Set tasks:
1. Repeat the passage on Sullivan's music from "Sullivan’s deliberate echoes" to "Balfe and Schubert.".
2. Translate this sentence from the passage on Sullivan's music into Spanish: "In general, Sullivan preferred to write in major keys."
3. Go on with the passage on Sullivan's music from the point where it stops.

Page:

------------

Sullivan composed without the use of the keyboard. "I don't use the piano in composition – that would limit me terribly," he told interviewer Arthur Lawrence. Sullivan explained that his process of composition wasn't to wait for inspiration like "a miner seated at the top of a shaft", waiting for "the coal to come bubbling up to the surface.... He has to dig for it.... The first thing I've to decide upon is the rhythm, and I decide on that before I come to the question of melody. The notes must come afterwards. ...I mark out the metre in dots and dashes, and not until I've quite settled on the rhythm do I proceed to actual notation."

Melody and Rhythm

As Sullivan told Lawrence, his melodies sprung from rhythm, In the comic operas, where many numbers were in verse-plus-refrain form, Sullivan frequently was required to produce two climaxes in the melodic line. Hughes instances ‘If you go in’ (Iolanthe) as a good example. Hughes goes so far as to say that though most of the tunes in the Savoy operas are good ones, Sullivan rarely reached the same class of excellence elsewhere when he'd no librettist to feed his imagination. Even so, on those occasions when Gilbert wrote in unvaried metre, Sullivan often followed suit and produced phrases of simple repetition, such as ‘Love is a plaintive song’ (Patience) and ‘A man who would woo a fair maid’ (Yeomen).
   Sullivan’s deliberate echoes of other composers are covered below under 'Musical Quotations', but other echoes may not have been conscious: Hughes cites the concluding bars of ‘Tell a tale of cock and bull’ from Yeomen as an example of Handel’s influence, and another critic found a theme in the slow movement of the Irish symphony ‘an outrageous crib’ from Schubert’s Unfinished. Sullivan’s tunes, at least in the comic operas, appeal to the professional as much as to the layman. Sullivan’s continental contemporaries such as Debussy, Leoncavallo and Saint-Saens held the Savoy operas in high regard. 'When Sullivan wrote what we call 'a good tune' it was nearly always 'good music' as well. Outside the ranks of the giants there are few other composers of whom the same could be said.' Harmonically his early works used the conventional formulae of Auber, Donizetti, Balfe and Schubert.
   In general, Sullivan preferred to write in major keys. In the Savoy operas there are only eleven substantial numbers wholly in a minor key, and even in his serious works the major prevails. Examples of Sullivan’s rare excursions into minor keys include the long E minor melody in the first movement of the Irish Symphony, ‘Go away, madam’ in the Act I finale of Iolanthe (echoing Verdi and even Beethoven) and the funeral march in the Act I finale of The Yeomen of the Guard. and Grove's Dictionary comment adversely on Sullivan’s over-use of tonic pedals, usually in the bass, which Hughes attributes to ‘lack of enterprise or even downright laziness’. Another Sullivan trademark criticised by Hughes is the excessive use of the chord of the augmented fourth at moments of pathos. In his serious works, Sullivan attempted to avoid harmonic devices associated with the Savoy operas, with the result, according to Hughes, that The Golden Legend is a ‘hotch-potch of harmonic styles’. Harmonic contrast in Sullivan’s Savoy works is enhanced by his characteristically resourceful modulation between keys, as in ‘Expressive glances’ (Princess Ida) where he smoothly negotiates E major, C sharp minor and C major, or ‘Then one of us will be a queen’ (The Gondoliers) where he writes in F major, D flat major and D minor.

------------

Supplied entries:
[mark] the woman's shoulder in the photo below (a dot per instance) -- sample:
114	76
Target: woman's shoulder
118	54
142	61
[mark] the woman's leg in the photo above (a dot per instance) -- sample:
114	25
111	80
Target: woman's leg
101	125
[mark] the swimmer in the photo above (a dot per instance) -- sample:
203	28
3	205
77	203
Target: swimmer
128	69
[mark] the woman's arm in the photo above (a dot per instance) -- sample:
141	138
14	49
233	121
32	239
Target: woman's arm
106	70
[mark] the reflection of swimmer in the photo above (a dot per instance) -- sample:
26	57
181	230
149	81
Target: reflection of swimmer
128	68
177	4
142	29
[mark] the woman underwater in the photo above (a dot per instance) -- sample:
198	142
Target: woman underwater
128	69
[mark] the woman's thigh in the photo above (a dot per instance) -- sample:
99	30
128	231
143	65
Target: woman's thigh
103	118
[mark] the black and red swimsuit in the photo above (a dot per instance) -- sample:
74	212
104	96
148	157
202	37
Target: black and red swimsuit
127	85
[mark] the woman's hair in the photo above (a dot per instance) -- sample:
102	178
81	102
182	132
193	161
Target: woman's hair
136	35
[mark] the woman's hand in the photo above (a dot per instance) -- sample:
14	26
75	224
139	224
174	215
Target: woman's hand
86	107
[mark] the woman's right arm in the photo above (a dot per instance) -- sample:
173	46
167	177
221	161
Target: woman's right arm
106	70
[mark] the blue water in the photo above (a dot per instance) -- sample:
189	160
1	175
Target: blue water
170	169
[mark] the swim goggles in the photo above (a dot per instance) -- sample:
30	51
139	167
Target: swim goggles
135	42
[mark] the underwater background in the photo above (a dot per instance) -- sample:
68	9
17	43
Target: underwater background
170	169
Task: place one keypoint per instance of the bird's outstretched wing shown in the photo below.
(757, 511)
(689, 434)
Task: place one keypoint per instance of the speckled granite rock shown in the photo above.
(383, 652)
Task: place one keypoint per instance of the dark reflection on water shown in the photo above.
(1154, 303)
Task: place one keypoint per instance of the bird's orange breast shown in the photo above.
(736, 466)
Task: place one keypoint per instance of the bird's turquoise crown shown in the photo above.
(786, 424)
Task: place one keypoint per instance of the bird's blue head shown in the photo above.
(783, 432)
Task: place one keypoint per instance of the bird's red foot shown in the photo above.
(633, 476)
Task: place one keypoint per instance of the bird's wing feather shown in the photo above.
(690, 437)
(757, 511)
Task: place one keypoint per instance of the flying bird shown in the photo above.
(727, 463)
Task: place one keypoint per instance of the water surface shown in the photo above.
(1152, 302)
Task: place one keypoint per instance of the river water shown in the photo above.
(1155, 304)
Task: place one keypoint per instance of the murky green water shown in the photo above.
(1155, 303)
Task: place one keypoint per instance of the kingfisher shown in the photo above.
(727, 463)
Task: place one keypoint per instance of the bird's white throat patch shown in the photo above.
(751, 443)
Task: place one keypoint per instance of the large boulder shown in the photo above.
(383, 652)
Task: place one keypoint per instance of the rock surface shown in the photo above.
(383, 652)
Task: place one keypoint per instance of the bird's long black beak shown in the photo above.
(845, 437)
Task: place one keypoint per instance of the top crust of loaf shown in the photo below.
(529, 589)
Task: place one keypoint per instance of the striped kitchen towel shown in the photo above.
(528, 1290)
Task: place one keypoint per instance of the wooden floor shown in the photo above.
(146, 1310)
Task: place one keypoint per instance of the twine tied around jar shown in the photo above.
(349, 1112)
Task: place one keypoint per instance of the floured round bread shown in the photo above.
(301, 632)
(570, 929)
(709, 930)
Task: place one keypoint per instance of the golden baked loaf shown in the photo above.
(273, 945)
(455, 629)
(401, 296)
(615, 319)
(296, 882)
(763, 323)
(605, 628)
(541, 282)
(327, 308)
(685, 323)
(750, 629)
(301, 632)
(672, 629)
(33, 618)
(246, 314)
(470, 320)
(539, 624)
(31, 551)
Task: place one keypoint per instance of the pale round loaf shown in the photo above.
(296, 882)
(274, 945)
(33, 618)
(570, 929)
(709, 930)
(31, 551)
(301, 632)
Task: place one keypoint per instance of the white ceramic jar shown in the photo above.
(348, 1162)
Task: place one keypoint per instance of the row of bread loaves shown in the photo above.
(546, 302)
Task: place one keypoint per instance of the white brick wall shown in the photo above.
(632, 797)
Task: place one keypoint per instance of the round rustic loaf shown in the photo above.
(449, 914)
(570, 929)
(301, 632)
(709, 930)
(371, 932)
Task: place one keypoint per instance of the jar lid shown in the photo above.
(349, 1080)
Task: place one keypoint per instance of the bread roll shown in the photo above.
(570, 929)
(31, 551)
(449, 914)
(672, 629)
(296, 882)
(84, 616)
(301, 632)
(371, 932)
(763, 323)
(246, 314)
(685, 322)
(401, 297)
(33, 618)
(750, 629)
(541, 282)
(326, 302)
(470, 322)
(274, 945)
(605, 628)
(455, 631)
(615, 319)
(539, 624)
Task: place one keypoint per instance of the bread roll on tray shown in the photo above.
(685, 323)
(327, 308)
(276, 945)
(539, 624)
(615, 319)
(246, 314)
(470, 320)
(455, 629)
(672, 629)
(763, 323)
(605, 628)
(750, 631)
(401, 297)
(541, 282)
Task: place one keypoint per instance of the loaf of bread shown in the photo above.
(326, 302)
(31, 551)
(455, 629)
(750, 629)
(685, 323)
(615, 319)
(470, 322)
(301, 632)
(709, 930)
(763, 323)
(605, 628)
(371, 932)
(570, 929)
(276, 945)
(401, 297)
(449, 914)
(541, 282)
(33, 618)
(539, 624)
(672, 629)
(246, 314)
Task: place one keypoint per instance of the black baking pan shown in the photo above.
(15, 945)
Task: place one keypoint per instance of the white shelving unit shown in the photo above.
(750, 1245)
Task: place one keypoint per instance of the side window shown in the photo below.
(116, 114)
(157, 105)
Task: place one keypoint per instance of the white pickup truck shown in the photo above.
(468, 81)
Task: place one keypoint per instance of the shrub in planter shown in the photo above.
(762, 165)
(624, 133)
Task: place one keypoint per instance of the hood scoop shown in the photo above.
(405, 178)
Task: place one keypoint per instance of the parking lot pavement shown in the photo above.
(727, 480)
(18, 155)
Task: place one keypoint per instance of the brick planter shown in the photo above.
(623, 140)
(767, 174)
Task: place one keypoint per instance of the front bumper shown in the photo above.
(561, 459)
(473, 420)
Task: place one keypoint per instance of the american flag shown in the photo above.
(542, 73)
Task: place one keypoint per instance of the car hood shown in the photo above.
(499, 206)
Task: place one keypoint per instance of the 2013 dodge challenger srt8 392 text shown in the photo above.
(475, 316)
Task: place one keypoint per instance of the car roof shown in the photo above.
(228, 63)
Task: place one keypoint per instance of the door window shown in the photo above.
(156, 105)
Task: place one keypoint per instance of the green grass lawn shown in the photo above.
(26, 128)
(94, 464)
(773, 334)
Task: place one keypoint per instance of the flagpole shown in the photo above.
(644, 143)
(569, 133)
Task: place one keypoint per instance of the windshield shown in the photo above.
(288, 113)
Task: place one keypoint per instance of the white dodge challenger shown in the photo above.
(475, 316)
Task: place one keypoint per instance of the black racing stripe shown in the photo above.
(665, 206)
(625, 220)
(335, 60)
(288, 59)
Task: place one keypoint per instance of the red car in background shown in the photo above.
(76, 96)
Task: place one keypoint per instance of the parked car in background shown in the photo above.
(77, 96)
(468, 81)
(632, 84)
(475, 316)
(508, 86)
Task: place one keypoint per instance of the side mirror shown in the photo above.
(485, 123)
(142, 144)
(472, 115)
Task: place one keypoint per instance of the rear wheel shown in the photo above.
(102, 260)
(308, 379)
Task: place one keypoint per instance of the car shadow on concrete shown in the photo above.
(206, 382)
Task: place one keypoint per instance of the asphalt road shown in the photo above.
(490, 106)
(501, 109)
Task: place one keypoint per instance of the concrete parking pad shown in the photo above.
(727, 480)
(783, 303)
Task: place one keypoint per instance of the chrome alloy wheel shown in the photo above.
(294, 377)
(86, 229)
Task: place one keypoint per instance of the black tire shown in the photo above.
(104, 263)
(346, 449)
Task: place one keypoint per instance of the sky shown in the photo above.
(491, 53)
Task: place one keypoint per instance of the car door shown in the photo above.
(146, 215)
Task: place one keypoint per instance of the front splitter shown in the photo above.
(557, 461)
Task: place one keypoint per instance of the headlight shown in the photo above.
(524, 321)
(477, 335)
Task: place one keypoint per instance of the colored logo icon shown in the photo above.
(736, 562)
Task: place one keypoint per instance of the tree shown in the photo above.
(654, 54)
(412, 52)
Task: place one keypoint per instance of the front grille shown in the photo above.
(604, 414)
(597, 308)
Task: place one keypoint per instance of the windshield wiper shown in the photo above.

------------

Outputs for the tasks:
1.
Sullivan’s deliberate echoes of other composers are covered below under 'Musical Quotations', but other echoes may not have been conscious: Hughes cites the concluding bars of ‘Tell a tale of cock and bull’ from Yeomen as an example of Handel’s influence, and another critic found a theme in the slow movement of the Irish symphony ‘an outrageous crib’ from Schubert’s Unfinished. Sullivan’s tunes, at least in the comic operas, appeal to the professional as much as to the layman. Sullivan’s continental contemporaries such as Debussy, Leoncavallo and Saint-Saens held the Savoy operas in high regard. 'When Sullivan wrote what we call 'a good tune' it was nearly always 'good music' as well. Outside the ranks of the giants there are few other composers of whom the same could be said.' Harmonically his early works used the conventional formulae of Auber, Donizetti, Balfe and Schubert.

2. En general, Sullivan prefería escribir en tonalidades mayores.

3.
   In the field of harmony Sullivan remained to the end an eclectic. ‘He had easily recognisable habits but his style never achieved individuality’. In the Savoy operas, fugal style is reserved for making fun of legal solemnity in Trial by Jury and Iolanthe. Less formal counterpoint is employed in numbers such as ‘Brightly Dawns our Wedding Day’ (The Mikado) and ‘When the Buds are Blossoming’ (Ruddigore).
   Sullivan’s best known contrapuntal device, which, if he didn't invent it, certainly became his trademark, was ‘the simultaneous presentation of two or more distinct melodies previously heard independently’. Sometimes the melodies were for solo voices, as in ‘Once more the face I loved so well’ (The Zoo), and ‘I am so proud’ (The Mikado), which combines three melodic lines; other examples are in choruses, where typically a graceful tune for the ladies is combined with a robust one for the men. Examples include 'When the Foeman bares his steel' (Pirates), ‘Gaily tripping’ (Pinafore), ‘In a doleful train’ (Patience), ‘Welcome, gentry’ (Ruddigore), and ‘Night has spread her pall once more’ (The Yeomen of the Guard). At other times, notably in ‘How beautifully blue the sky’ (Pirates), one theme is given to the chorus and the other to solo voices.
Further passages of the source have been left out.